GIVEN INSTRUCTION - Select every line of the items that holds the word "jeans", matching case exactly, and copy those lines out.

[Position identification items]

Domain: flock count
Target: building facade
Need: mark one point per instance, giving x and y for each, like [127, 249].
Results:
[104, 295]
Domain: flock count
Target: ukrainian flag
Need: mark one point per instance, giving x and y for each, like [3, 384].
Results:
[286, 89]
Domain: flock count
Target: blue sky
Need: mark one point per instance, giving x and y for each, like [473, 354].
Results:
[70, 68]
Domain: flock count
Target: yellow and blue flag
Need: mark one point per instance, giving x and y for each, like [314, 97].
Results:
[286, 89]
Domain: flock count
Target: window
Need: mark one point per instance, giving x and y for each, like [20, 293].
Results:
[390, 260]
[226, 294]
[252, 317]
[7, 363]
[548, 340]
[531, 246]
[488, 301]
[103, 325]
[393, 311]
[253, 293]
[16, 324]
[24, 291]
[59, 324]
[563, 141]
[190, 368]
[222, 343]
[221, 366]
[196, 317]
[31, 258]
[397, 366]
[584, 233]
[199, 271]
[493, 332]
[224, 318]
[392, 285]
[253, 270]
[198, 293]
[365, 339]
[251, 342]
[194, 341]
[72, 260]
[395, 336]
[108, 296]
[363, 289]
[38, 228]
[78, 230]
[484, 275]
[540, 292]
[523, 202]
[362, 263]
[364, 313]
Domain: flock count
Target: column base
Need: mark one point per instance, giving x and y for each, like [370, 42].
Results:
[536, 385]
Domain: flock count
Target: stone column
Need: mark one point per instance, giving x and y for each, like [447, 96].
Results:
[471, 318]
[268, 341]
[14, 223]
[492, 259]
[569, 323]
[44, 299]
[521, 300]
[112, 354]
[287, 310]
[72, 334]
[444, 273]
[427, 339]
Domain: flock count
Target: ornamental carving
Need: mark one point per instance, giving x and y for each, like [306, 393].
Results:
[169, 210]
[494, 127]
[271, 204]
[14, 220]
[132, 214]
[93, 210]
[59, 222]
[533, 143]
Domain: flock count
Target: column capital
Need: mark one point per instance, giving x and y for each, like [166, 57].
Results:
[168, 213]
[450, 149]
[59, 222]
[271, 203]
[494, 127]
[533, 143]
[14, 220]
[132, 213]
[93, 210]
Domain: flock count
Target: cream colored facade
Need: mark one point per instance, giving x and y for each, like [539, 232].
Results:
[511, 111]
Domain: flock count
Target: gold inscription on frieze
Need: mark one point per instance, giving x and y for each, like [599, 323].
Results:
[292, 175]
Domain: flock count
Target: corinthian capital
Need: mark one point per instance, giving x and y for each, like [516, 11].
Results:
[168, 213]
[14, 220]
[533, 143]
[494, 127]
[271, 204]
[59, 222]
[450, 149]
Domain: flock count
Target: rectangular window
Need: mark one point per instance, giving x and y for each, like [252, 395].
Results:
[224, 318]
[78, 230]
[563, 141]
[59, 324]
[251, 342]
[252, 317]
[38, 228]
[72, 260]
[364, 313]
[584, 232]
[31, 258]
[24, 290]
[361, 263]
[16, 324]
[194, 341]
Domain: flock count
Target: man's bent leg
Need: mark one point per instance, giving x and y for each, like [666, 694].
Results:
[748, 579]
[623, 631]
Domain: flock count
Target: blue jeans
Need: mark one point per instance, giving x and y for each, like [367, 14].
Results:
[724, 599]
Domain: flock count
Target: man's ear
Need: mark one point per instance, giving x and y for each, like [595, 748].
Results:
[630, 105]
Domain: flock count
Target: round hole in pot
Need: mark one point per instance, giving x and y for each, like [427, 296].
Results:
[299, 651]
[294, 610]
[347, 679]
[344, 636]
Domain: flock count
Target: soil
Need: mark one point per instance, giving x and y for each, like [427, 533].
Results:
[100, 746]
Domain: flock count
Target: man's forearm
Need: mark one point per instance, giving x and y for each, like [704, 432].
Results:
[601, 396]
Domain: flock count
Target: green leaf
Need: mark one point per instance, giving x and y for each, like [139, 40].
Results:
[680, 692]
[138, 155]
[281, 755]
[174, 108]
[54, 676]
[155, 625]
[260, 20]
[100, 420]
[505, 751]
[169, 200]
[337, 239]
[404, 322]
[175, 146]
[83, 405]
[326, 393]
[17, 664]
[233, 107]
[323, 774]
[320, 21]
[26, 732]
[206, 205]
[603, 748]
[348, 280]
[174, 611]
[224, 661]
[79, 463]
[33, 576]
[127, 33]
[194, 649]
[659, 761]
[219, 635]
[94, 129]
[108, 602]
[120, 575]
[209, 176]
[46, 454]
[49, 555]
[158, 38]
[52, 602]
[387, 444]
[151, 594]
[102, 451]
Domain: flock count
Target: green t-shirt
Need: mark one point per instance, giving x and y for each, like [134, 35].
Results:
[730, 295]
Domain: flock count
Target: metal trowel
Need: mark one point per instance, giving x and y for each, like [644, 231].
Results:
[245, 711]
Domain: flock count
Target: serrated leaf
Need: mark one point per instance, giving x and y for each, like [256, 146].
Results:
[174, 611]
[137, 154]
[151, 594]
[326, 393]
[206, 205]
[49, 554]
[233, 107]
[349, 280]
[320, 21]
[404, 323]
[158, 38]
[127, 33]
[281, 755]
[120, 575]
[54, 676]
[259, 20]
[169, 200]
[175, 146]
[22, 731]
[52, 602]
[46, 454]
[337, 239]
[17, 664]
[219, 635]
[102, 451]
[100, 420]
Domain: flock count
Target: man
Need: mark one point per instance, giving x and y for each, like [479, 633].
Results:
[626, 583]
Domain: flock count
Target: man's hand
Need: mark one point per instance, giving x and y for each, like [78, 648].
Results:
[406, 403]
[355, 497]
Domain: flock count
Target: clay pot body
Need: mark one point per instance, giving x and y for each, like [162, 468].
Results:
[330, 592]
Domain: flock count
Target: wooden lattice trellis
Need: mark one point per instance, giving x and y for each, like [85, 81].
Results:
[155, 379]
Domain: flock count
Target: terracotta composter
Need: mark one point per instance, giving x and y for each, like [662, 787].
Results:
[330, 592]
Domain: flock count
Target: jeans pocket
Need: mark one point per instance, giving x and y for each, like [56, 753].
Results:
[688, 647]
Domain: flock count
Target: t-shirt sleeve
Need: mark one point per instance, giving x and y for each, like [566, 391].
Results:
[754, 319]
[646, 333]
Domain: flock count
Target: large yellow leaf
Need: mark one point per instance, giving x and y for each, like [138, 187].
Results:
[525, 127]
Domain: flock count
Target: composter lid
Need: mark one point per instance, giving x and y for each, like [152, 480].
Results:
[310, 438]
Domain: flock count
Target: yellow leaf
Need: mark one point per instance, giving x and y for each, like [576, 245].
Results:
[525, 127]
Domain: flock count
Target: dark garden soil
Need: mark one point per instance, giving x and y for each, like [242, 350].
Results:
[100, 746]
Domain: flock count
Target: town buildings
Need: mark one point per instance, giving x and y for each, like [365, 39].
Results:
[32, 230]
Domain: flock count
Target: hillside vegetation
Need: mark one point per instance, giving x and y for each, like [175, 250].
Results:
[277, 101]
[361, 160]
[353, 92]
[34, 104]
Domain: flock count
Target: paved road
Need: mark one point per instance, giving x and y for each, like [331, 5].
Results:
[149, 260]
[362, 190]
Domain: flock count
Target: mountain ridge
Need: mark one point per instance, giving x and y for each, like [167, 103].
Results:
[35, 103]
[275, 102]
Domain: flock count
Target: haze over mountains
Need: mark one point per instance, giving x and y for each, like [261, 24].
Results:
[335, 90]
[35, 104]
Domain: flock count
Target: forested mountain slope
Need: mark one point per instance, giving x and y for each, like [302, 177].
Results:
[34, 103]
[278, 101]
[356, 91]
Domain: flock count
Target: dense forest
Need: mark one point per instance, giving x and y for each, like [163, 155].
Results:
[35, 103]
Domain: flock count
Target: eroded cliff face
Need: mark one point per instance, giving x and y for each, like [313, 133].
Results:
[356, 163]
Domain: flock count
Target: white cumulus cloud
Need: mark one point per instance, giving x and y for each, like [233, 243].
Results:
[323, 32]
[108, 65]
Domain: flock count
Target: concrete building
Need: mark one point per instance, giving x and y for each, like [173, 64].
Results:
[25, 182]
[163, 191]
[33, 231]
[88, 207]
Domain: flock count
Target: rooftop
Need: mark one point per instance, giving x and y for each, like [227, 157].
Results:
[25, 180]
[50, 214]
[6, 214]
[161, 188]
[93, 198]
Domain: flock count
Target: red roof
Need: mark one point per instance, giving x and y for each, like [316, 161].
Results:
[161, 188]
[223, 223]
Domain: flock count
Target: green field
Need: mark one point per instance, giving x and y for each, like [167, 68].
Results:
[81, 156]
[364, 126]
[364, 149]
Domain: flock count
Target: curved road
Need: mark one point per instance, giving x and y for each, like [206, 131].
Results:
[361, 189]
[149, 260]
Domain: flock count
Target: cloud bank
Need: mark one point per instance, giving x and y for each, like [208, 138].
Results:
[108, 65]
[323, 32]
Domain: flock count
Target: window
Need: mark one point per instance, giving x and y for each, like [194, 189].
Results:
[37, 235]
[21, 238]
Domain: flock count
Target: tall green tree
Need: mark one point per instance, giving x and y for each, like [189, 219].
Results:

SOLUTION -
Target: blue jeans
Target: jeans pocket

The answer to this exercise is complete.